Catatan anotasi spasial
========
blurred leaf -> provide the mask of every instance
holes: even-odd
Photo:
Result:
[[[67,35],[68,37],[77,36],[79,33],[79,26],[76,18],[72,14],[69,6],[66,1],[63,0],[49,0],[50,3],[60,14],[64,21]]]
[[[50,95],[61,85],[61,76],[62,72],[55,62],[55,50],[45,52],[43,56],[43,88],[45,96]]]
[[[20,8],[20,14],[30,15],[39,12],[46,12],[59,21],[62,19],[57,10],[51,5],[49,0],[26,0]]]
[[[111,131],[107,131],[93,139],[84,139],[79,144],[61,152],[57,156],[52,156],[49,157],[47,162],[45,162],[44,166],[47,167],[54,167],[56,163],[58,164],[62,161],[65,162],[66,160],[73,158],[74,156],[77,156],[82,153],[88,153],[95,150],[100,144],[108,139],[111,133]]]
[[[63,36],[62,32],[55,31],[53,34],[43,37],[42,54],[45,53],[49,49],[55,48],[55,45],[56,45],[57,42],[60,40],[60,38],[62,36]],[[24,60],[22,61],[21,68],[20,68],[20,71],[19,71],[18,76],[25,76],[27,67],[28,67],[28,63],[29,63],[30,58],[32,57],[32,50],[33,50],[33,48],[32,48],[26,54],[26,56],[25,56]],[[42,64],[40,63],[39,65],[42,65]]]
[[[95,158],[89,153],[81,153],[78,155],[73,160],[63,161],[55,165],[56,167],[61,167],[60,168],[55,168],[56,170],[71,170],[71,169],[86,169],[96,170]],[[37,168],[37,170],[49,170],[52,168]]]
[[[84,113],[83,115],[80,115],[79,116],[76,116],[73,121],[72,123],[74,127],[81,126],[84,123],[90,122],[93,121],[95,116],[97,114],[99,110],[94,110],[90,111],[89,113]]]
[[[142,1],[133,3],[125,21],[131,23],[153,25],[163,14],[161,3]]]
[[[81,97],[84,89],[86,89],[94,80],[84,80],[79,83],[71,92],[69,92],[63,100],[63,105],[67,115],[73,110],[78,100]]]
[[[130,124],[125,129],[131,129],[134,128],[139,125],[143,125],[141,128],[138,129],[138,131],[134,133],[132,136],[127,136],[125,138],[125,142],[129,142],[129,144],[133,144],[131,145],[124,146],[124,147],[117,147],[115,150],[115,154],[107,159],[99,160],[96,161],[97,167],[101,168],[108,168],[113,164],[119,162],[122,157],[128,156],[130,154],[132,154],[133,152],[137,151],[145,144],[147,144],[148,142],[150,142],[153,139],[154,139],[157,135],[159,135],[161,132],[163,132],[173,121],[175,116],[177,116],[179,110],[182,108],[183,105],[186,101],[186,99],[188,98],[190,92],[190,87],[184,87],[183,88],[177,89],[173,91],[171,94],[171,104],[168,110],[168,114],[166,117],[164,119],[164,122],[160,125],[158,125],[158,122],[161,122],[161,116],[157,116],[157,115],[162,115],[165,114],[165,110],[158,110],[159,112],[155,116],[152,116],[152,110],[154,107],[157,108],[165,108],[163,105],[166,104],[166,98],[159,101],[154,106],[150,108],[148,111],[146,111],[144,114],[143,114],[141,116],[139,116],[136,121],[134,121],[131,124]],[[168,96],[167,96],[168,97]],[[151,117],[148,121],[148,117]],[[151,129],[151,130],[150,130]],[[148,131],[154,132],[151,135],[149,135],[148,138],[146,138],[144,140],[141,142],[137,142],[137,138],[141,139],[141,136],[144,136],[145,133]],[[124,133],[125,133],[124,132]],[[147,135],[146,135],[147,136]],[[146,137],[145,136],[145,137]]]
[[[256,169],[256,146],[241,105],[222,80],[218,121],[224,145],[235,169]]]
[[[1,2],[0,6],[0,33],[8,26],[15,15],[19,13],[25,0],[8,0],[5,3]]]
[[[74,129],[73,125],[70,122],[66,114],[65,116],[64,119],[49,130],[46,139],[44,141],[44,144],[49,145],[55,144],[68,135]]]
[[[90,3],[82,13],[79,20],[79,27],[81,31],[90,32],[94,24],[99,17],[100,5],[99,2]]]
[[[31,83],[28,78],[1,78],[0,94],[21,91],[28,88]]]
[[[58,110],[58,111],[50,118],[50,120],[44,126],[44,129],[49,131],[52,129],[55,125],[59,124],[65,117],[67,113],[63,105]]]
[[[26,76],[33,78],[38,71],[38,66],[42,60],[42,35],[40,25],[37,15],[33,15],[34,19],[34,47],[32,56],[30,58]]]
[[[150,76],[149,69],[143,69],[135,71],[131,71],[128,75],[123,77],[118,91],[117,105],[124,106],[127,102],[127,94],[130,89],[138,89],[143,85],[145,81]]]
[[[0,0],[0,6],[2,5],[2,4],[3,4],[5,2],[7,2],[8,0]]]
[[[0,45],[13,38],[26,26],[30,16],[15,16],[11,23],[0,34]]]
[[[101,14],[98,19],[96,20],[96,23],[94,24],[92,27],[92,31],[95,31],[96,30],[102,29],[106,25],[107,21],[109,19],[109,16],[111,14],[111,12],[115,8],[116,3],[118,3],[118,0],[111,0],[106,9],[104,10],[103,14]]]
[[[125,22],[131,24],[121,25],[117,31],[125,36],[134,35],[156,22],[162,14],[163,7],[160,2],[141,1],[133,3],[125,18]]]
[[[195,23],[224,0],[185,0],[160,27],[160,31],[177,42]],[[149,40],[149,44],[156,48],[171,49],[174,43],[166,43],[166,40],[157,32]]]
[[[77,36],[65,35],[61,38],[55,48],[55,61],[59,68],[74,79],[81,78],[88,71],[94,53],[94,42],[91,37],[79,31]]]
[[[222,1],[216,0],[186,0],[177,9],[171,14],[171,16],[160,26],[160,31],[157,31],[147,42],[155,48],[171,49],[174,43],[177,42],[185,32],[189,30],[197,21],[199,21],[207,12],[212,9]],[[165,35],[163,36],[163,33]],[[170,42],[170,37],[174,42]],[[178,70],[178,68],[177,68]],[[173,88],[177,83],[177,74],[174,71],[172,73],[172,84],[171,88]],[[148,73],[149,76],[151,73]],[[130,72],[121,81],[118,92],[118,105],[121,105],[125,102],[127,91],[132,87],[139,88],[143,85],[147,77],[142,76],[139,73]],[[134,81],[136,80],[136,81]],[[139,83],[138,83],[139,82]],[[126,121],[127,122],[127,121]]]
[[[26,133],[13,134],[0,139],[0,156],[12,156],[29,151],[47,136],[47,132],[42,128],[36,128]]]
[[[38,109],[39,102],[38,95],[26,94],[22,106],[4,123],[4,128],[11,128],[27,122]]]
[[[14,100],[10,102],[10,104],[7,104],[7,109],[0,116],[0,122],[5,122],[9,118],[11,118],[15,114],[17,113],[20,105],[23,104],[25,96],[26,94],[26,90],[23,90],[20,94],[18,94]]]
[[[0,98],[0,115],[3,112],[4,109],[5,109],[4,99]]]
========
Petunjuk Latihan: Tolong laporkan setiap baris catatan di atas yang memuat kata "instance". Huruf besar dan kecil dibedakan.

Jawaban Latihan:
blurred leaf -> provide the mask of every instance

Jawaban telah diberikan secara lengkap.